### Lo que harás
Reescribe en forma de lista breve el párrafo del fragmento que empieza con «Sólo al final de la tarde», sin perder sus datos principales.

### Fragmento del texto
Sólo al final de la tarde, con la llegada de los trabajadores y el inicio de los partidos de fútbol, volverá el movimiento. El billar comenzará a llenarse y uno que otro estudioso entrará a la biblioteca. Poco después de las 9, todo habrá vuelto a la calma.
“Pero antes no era así, antes había miedo”, dice doña Nena mientras cierra su negocio. “Entre el 96 y el 2004 este pueblo estuvo muy ‘reblujadito’”.
Se refiere, desde luego, a la presencia del bloque paramilitar de Occidente. Se refiere a las historias de muerte, de campesinos decapitados o cortados en pedazos. Se refiere al terror que producían apodos como Memín, Corazón o El Gallo; a los secuestros, a la zozobra que siempre traerá la presencia de asesinos. Sí, se refiere a los años de violencia que hicieron que la tasa de homicidios fuera de 192,7 por cada 1.000 habitantes sólo en 2004. “Caminaban por las calles, uno sabían quiénes eran porque no tenían manos de ordeñador y preguntaban, saludaban, asustaban...”.

### Conjunto de líneas
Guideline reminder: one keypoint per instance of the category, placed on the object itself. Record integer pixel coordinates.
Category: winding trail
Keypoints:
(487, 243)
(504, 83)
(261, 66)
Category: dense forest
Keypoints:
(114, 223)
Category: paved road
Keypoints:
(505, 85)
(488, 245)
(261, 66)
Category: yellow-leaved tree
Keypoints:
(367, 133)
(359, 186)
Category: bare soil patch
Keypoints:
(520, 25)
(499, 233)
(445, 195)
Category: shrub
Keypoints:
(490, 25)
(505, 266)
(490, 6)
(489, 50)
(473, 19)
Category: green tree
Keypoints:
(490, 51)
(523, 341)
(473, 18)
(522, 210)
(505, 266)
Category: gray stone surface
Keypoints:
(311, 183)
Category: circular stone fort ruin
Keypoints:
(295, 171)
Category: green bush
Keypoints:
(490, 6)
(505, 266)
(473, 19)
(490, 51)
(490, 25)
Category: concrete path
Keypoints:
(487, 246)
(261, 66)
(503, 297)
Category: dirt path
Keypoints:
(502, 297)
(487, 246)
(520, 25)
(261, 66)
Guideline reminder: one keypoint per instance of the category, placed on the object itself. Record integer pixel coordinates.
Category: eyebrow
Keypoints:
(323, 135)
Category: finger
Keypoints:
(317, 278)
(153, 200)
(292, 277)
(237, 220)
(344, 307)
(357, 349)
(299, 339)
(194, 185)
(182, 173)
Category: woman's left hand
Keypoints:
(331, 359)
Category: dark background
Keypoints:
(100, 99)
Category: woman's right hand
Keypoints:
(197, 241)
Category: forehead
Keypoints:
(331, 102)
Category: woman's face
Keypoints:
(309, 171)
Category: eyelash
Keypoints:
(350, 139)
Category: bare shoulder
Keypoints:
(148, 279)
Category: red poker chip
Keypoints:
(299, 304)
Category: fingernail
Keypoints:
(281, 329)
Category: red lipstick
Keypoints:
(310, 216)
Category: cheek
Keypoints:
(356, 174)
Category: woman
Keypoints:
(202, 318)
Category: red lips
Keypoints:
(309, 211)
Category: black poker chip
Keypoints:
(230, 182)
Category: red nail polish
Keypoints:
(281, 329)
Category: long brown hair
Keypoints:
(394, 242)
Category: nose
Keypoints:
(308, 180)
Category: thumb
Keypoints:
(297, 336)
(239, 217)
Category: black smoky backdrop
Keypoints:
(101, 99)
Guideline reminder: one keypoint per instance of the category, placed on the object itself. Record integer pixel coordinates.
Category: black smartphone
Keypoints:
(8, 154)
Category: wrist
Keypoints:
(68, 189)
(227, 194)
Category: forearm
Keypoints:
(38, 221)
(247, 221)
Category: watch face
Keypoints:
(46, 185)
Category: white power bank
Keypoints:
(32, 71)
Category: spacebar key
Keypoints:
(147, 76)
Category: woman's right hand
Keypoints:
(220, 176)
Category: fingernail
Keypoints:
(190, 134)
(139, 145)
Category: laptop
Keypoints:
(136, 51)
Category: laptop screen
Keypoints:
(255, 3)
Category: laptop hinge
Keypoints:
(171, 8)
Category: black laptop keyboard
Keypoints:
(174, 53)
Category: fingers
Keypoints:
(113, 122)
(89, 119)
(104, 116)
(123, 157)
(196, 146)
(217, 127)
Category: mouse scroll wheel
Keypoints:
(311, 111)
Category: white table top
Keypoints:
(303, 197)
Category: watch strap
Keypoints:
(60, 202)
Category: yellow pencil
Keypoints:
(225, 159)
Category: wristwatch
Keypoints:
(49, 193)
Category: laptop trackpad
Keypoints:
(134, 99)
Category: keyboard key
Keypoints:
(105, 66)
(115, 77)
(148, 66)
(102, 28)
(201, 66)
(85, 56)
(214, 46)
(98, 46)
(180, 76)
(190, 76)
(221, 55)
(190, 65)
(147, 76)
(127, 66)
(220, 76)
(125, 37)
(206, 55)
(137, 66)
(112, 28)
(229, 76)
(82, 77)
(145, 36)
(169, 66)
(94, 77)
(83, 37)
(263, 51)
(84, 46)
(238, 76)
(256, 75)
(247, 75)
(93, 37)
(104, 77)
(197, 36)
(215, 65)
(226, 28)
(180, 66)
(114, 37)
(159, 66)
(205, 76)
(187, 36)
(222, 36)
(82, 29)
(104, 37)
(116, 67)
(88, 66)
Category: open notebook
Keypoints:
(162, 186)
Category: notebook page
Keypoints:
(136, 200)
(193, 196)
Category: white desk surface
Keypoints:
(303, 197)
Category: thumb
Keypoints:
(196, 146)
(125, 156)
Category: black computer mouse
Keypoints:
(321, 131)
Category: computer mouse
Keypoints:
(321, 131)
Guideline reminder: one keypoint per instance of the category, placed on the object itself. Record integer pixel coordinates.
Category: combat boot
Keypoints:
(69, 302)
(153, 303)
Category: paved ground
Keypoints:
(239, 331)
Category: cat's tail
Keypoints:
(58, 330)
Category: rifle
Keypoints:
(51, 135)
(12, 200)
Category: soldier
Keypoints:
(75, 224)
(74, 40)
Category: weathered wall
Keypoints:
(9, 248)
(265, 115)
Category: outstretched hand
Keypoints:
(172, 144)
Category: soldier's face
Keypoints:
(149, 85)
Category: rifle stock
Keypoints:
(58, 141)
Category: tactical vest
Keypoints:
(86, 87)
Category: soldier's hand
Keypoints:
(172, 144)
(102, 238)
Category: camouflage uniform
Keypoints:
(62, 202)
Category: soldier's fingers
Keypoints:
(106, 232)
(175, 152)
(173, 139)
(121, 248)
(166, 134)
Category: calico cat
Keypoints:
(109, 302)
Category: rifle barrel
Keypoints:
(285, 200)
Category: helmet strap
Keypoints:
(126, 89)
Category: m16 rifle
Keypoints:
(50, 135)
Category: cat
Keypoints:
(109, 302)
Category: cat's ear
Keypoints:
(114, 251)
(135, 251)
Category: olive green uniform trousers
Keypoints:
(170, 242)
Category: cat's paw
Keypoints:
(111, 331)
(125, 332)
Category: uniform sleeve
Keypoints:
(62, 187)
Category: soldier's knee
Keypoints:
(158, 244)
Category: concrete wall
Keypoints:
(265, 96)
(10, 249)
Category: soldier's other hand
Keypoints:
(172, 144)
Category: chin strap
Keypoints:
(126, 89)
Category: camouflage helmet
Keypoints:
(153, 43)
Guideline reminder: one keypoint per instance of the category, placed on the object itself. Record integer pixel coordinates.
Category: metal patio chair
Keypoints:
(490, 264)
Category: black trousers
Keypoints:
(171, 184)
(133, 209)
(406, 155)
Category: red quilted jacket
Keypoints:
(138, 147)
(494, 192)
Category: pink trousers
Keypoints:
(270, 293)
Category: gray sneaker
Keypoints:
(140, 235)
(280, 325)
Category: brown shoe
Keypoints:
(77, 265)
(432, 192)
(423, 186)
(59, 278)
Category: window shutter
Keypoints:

### Solución propuesta
- Al final de la tarde vuelve el movimiento, con la llegada de los trabajadores y el inicio de los partidos de fútbol.
- El billar empieza a llenarse y algún estudioso entra a la biblioteca.
- Poco después de las 9, todo vuelve a la calma.